◆ Direction
Reproduce all of the lines below, requests included, and shift every coordinate in the answers by adding 147 to each number. Omit the pictures from the reproduced lines.

◆ Data shown
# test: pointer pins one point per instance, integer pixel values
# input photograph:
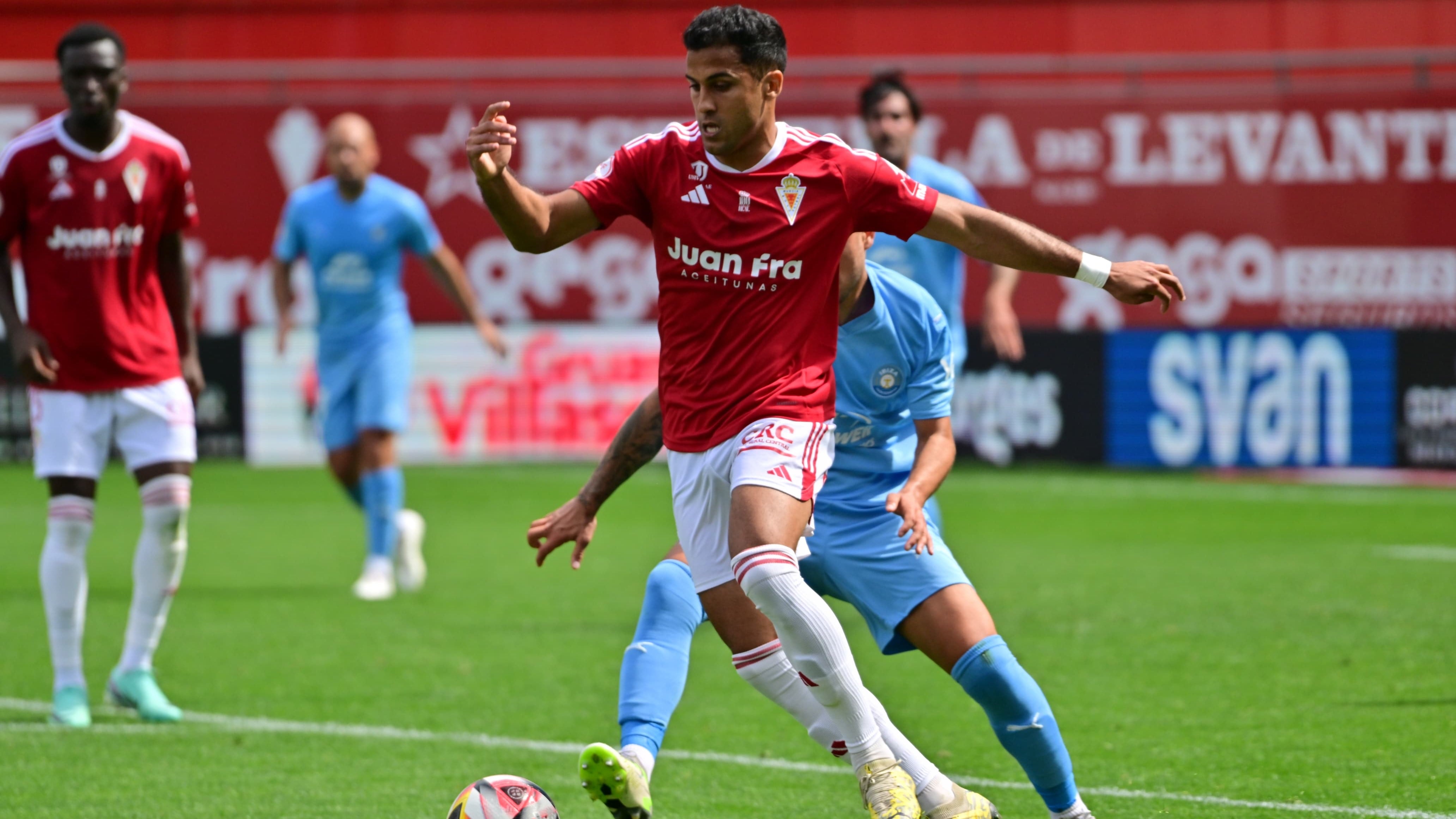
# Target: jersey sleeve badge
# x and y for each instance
(791, 196)
(136, 178)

◆ Output of the task
# test: pointer pins one point per instance, integer pixel values
# input photograph:
# Target: jersey sleeve badge
# x and y for each instance
(938, 343)
(283, 325)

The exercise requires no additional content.